#### Stated problem A:
Answer these questions from the passage on certificate authorities:
(i) What does a certificate wrap around?
(ii) Which digital signing algorithm is named as an example?
(iii) Which step toward becoming your own certificate authority is said to be already done?
#### Stated problem B:
List every example of certificate metadata that the passage on certificate authorities gives.
#### Stated problem C:
According to the passage on certificate authorities, why can you assert that whoever owns your private key represents the company?

#### Passage provided:
[Start]

In this use case with IAM Roles Anywhere, you don’t have to worry about interacting with operating system providers, because you’re creating your own internal PKI—your own internal identity. You do this by creating a certificate authority.

But hold on now, what exactly is a certificate authority? For that matter, what is a certificate?

A certificate is a wrapper around a public key that assigns metadata to an entity. Remember how you can copy the public key and just rename it to alice-public.key? You’ll need a little more metadata than that but the concept is the same. Examples of metadata include “Who are you?” “Who gave you this key?” “When should this key expire?” “Here is what you’re allowed to use this key for,” and various other attributes. As you can imagine, you don’t want just anybody to provide you this type of metadata. You want trusted authorities to assign or validate that metadata for you, and so the term certificate authorities. Certificate authorities also sign these certificates using a digital signing algorithm such as RSA so that consumers of these certificates can verify that the metadata inside hasn’t been tampered with.

You want to be the certificate authority within your own internal network. So how do you go about doing that? Turns out, you’ve already completed the most critical step: creating a private key. By creating a cryptographically strong, random private key, you can assert that whoever owns this private key, represents our company. You can do so because it’s highly improbable that anyone could guess or brute-force this key. However, that means every mechanism you use to protect this private key is critical.

[End]

#### Pointing records:
[Start]

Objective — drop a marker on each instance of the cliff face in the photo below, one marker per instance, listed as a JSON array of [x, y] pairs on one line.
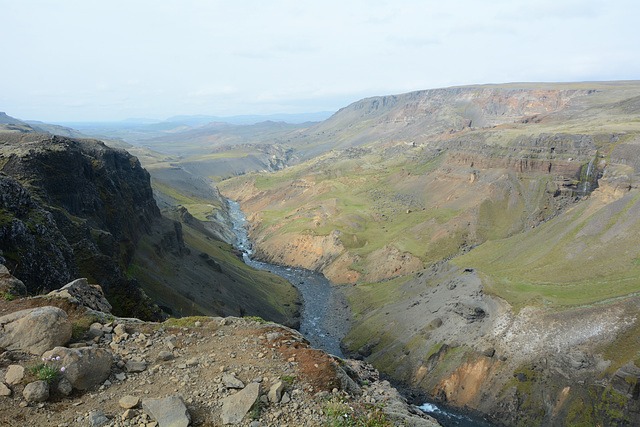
[[74, 207], [486, 239]]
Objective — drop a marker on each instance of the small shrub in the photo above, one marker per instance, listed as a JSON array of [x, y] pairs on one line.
[[49, 370], [256, 409], [340, 414]]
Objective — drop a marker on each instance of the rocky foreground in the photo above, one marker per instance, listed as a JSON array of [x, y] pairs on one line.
[[203, 371]]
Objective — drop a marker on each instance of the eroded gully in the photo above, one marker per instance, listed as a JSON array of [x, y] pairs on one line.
[[321, 321]]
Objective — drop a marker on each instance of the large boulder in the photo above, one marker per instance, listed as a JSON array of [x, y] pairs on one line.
[[168, 412], [84, 294], [85, 367], [35, 330], [236, 406], [37, 391]]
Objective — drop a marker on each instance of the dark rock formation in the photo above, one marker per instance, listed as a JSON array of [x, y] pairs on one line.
[[72, 208]]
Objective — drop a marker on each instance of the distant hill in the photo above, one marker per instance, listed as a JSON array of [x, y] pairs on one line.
[[199, 120], [11, 124]]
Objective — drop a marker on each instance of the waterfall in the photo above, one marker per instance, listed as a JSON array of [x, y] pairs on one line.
[[586, 185]]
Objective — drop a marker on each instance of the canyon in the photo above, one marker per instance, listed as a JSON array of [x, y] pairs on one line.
[[484, 238]]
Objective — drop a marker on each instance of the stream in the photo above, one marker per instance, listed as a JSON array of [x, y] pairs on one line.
[[315, 324]]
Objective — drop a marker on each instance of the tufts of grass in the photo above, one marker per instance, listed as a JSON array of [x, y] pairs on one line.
[[340, 413]]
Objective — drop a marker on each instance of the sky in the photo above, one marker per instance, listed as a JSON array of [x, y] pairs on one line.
[[107, 60]]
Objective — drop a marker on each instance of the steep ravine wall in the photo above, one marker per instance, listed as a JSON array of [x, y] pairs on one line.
[[75, 207]]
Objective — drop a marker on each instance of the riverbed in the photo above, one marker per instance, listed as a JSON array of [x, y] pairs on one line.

[End]

#### Answer A:
(i) A public key
(ii) RSA
(iii) Creating a private key

#### Answer B:
- "Who are you?"
- "Who gave you this key?"
- "When should this key expire?"
- "Here is what you're allowed to use this key for"

#### Answer C:
The key is cryptographically strong and random, so it is highly improbable that anyone could guess or brute-force it.